#### [作業内容]
**1)** コラムの「須臾の間の人生行路とはいえ、」で始まり「ったヤツを呼んだことはない。」に至る部分を、一字も変えずに写すこと。
**2)** コラムの記述から以下に答えよ。
(a) 無沙汰の知人から「お変わりありませんか」と電話を受けた友人は、何と答えたか。
(b) 20億円の資産を作った仲間とは、本好きのサークルで何年以上付き合ったか。
(c) その仲間は最後に何をつくってカネを残したか。

#### [抽出テキスト]
┏━━
ババン時評 人生とカネの“間合い”

須臾の間の人生行路とはいえ、思えば遠くにきたもンだ。それなりにまじめに長く生きてふと気が付けば、これまで付き合ってきた仲間内に金持ちがいない。無沙汰の知人から「お変わりありませんか」と電話があったから「ハイ貧乏しております」と答えたという友人がいる。とりわけ戦後の貧しい少年時代を共にした仲間で一杯飲むときなどは、昔の貧乏自慢を酒の肴にすることさえある。よく不特定多数で集まる遊びの会を企画したが金持ちぶったヤツを呼んだことはない。

とは言え例外はある。会社経営から大学教授で20億円の資産を作り悠々たる老後を送って逝った仲間がいる。本好きの十数人のサークルで30年以上も付き合った。月例会のあとは居酒屋で一杯やるのが習わしだったが、いつもきっちりと割り勘だった。もし彼が、オレが持つというような人間だったら仲間ではいなかっただろう。彼の妻がチラシを見て少し離れた安いスーパーに自転車で行き、帰りに荷の重さでバランスを崩して転倒してケガをしたと言い、かわいそうだと酒を飲みながら漏らしたことがある。だが最後は、人のため世のためと財団法人○○基金をつくりカネを残して逝ったからただのケチではなかった。
┗━━
#### [入力データ]
┏━━
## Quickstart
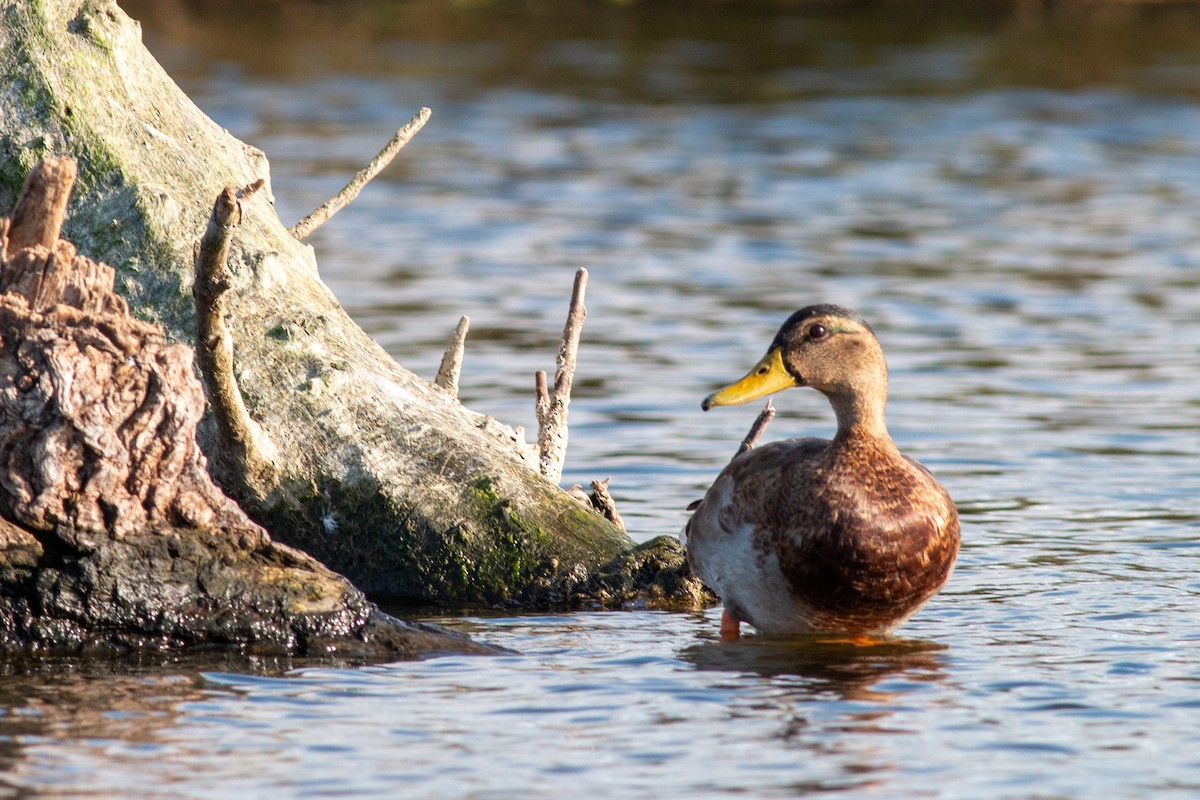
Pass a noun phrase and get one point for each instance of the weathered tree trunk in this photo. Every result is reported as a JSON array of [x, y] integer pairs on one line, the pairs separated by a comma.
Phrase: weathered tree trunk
[[378, 473], [113, 535]]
┗━━
#### [課題別回答]
**1)**
須臾の間の人生行路とはいえ、思えば遠くにきたもンだ。それなりにまじめに長く生きてふと気が付けば、これまで付き合ってきた仲間内に金持ちがいない。無沙汰の知人から「お変わりありませんか」と電話があったから「ハイ貧乏しております」と答えたという友人がいる。とりわけ戦後の貧しい少年時代を共にした仲間で一杯飲むときなどは、昔の貧乏自慢を酒の肴にすることさえある。よく不特定多数で集まる遊びの会を企画したが金持ちぶったヤツを呼んだことはない。

**2)**
(a) 「ハイ貧乏しております」
(b) 30年以上
(c) 財団法人○○基金